Your goal » Can you locate every line in the items below that contains the string "lamp" and copy each of those lines? Matching is case-sensitive.

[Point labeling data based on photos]
▬▬▬

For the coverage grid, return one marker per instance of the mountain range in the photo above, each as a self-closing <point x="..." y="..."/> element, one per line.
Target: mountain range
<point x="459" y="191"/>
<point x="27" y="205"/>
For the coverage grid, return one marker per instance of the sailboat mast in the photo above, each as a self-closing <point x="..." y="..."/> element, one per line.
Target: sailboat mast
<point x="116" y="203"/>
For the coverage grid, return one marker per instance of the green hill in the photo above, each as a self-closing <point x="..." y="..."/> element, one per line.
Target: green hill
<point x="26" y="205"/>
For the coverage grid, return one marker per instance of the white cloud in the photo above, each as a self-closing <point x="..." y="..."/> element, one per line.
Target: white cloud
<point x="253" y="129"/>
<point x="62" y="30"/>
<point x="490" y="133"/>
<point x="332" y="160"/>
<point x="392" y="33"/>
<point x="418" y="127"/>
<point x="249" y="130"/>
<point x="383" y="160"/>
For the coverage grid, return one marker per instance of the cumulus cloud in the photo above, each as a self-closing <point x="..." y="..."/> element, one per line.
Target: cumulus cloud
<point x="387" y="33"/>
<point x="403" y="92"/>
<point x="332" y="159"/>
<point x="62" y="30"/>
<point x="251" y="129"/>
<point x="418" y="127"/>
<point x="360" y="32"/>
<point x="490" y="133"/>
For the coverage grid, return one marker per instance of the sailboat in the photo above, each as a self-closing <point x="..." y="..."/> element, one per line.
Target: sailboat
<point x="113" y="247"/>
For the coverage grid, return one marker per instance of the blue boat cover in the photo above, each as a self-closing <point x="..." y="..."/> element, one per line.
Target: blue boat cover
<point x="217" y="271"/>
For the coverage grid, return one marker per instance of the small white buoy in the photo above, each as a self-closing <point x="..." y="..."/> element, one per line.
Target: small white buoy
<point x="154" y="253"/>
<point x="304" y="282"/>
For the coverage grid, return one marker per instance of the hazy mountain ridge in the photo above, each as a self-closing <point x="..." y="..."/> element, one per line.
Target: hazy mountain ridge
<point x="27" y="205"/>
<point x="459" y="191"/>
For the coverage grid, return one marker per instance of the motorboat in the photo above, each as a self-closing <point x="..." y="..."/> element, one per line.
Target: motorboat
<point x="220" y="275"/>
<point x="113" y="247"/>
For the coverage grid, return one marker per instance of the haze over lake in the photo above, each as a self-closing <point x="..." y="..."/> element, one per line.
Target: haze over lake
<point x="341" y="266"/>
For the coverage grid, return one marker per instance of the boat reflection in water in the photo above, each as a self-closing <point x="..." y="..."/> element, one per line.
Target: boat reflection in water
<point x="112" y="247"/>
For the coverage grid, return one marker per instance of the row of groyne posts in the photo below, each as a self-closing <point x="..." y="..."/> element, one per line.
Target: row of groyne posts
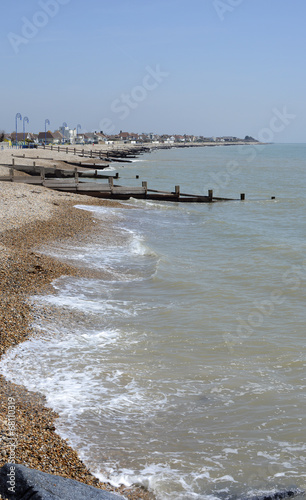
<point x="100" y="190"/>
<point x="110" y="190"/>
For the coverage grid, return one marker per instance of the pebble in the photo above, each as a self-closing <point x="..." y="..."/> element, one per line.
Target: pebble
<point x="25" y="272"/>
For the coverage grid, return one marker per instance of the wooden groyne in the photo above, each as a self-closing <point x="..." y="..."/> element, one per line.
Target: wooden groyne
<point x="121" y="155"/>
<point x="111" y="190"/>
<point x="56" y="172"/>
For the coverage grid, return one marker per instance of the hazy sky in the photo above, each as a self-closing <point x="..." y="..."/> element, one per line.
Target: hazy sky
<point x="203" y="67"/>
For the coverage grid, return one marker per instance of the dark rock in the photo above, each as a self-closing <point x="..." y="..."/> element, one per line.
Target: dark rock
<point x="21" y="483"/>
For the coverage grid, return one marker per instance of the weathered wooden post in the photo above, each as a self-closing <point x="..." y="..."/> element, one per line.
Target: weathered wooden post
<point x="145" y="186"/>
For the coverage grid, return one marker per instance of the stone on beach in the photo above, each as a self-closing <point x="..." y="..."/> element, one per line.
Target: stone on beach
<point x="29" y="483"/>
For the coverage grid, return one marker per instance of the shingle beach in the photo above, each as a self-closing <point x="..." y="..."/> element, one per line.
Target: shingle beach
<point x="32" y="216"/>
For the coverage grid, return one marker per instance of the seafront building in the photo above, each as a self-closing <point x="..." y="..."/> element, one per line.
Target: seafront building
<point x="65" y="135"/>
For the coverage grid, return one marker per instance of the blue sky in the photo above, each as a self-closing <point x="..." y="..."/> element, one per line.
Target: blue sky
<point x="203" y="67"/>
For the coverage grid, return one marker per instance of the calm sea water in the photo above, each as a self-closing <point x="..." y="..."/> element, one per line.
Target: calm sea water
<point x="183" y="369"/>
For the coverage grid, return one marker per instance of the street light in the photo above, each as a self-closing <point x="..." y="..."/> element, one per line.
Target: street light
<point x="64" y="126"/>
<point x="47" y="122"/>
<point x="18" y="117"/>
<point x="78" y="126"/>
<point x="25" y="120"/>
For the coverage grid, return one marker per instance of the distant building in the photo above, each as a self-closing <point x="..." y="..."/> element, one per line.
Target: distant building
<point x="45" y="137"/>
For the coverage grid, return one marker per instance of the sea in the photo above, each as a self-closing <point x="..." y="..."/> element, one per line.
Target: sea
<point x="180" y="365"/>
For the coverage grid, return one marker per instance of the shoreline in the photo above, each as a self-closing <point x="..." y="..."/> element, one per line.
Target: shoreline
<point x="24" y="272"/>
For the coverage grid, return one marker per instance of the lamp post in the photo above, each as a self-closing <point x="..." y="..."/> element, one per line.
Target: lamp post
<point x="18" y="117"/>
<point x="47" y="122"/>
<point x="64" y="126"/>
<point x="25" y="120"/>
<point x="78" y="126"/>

▬▬▬

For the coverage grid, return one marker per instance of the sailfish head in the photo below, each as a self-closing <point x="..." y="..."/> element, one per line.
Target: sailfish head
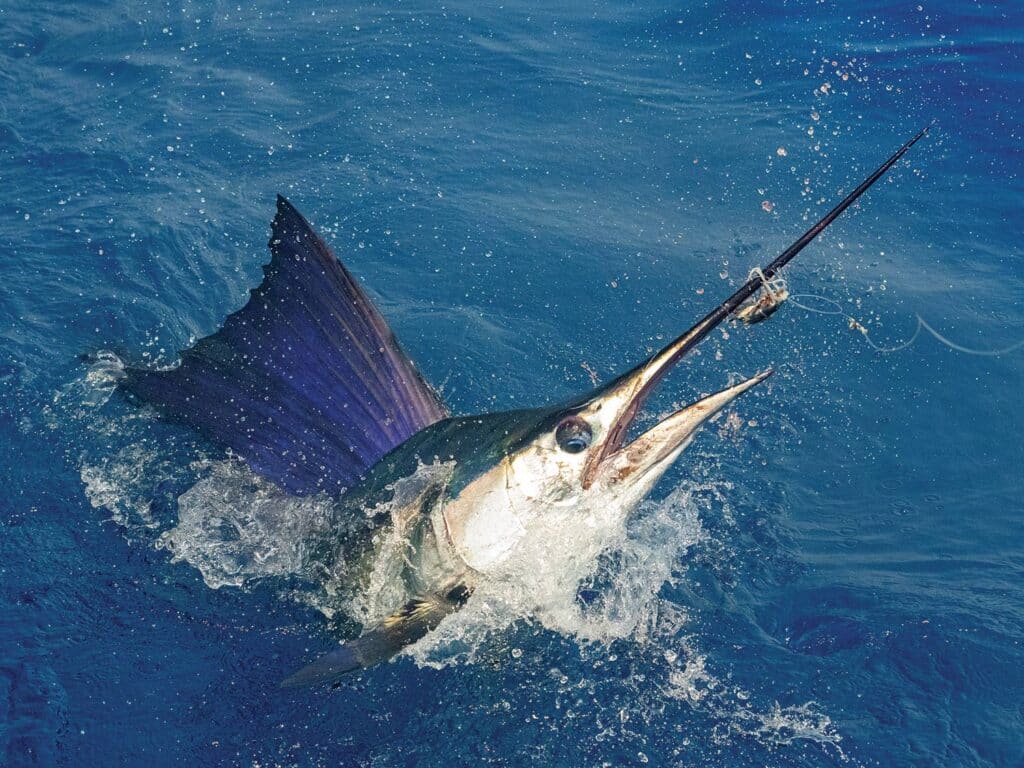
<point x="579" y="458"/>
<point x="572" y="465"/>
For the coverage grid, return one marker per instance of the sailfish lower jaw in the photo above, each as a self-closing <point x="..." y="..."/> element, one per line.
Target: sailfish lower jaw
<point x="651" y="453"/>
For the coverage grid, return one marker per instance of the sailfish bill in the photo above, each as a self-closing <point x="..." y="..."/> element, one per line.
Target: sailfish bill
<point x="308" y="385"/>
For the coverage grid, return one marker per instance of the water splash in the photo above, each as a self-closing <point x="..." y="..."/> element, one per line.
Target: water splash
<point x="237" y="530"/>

▬▬▬

Output of the exercise »
For the coverage grid, return one marker per instance of the lamp post in the photo above, each as a self-closing <point x="..." y="..."/> element, one per line.
Target: lamp post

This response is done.